:: 対象の本文 ::
ときには感情が不安定になり、小さな刺激で急に怒ったり、悲しんだりすることがあります。しかし、その背景には、「理解されない不安」や「混乱への恐れ」などがあり、その想いに目を向ける必要があります。
認知症の症状が進行しても、本人の「尊厳」は失われません。たとえ判断力や記憶力が低下していても、「誠意を持って接してくれているかどうか」「一人の人間として対等に扱われているかどうか」は、ご本人が感じ取るものです。
何気ない言葉遣いや視線、態度のひとつひとつが、信頼関係に大きく影響します。
ありのままを受け入れ、対等な立場で接することが、安心と自信を与える鍵になります。
☆コミュニケーションのポイント☆ ①わかりやすい言葉を選び、穏やかなトーンで話す →質問には単語や短い文節を使いながら、選択肢を与えるなどの工夫をする ②傾聴や共感を大事にする →話の内容に一貫性がなくても、話そうとする思いに耳を傾けることが大切であり、相手の言葉を否定せず、気持ちを受け止める ③非言語的コミュニケーションの活用 →表情、身振り、視線などの非言語的な要素は、認知症の方とのコミュニケーションにおいて非常に効果である |
視点②:行動や生活リズムの変化には環境を調整する
認知症の進行とともに、食事や入浴を忘れる、着替え方がわからない、排泄の失敗などが見られることもあります。
こうした行動の変化に対しては、無理に整えようとするのではなく、その方の決まったルーティンや慣れ親しんだ空間の維持が、混乱の軽減に繋がります。

:: データ一覧 ::
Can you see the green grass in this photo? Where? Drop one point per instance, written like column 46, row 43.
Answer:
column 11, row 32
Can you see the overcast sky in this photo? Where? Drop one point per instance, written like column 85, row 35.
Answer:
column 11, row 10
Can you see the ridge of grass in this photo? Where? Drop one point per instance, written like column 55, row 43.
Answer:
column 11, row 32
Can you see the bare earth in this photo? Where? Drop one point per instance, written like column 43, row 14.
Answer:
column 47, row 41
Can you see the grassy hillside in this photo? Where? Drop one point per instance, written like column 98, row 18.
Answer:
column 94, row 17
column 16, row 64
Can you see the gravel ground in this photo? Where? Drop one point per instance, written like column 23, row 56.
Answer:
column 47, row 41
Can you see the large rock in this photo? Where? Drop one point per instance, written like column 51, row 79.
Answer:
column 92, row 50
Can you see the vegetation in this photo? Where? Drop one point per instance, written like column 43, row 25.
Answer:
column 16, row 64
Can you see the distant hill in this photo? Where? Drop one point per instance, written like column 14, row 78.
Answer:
---
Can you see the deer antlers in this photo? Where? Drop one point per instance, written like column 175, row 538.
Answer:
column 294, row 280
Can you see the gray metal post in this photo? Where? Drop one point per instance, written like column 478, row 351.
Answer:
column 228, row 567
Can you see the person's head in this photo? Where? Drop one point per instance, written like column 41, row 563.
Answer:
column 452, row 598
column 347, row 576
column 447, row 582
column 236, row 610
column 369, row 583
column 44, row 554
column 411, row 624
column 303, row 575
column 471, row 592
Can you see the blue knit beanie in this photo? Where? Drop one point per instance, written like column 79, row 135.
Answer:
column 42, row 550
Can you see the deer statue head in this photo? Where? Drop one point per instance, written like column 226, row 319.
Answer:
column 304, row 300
---
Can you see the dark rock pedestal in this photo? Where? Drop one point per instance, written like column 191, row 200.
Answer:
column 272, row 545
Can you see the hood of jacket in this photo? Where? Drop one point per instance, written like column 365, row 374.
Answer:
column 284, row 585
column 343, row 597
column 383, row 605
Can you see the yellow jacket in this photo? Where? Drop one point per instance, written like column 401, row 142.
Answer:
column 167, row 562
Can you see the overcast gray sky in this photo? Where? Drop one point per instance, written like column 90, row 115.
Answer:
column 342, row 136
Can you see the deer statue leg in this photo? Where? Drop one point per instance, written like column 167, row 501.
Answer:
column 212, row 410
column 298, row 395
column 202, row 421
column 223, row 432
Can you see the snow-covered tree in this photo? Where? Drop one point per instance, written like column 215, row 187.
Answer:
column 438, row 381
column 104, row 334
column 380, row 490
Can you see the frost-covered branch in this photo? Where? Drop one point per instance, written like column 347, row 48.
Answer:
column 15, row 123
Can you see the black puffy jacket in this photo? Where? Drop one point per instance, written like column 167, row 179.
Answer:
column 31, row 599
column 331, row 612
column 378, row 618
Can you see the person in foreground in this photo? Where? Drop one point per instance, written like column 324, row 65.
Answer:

:: 課題一覧 ::
**1)** 認知症ケアについての本文に照らして、次の(a)〜(c)が本文と合うかどうかを「はい」か「いいえ」で答え、判断の決め手となる本文の語句をそのまま引用してください。(a) 認知症の症状が進むと、本人の尊厳も失われていく。(b) 話の内容に一貫性がなくても、話そうとする思いに耳を傾けることが大切だとされている。(c) 行動の変化に対しては、無理にでも整えることで混乱を減らすよう勧めている。
**2)** 認知症ケアについての本文を、最後の文のあとから書き継いでください。

:: 解答一覧 ::
**1)**
(a) いいえ。『認知症の症状が進行しても、本人の「尊厳」は失われません。』
(b) はい。「話の内容に一貫性がなくても、話そうとする思いに耳を傾けることが大切であり」
(c) いいえ。「無理に整えようとするのではなく、その方の決まったルーティンや慣れ親しんだ空間の維持が、混乱の軽減に繋がります。」

**2)**
例えば入浴後は着替えがスムーズにできるよう、着替えのわかりやすい定位置を作る、トイレだとわかるようにドアに表示をするなどの環境調整を行うことで混乱を防ぎ、できることやできる可能性につながります。
認知症の進行に伴い、論理的思考力や判断力の低下とともに、妄想症状や徘徊などが見られることもあります。このような状況は、ご本人を強く混乱させ、ときには暴言や暴力などの攻撃的な行為に繋がってしまう恐れもあります。
しかし、これらは認知症による病状がそうさせているのであって、ご本人はご家族や他人に迷惑をかけたくないという思いを抱えていることが多くあります。そのため、病状そのものを指摘するのではなく、周囲のさりげない援助が、ご本人の尊厳を守るケアにつながります。
☆援助のポイント☆ ①できないことに対して、無理にできるように整えようとしない ②「できること」や「できる可能性のあること」に目を向け、ご本人が持つ力を最大限に活かす ③周囲のさりげない援助が、ご本人の尊厳を守るケアにつながる |
視点③:家族とのコミュニケーション
認知症のケアにおいて、家族の存在は欠かせません。認知症の進行に伴い、ご家族は人が変わったようだという喪失体験をします。家族自身も不安や疲労を抱えており、支援を必要としています。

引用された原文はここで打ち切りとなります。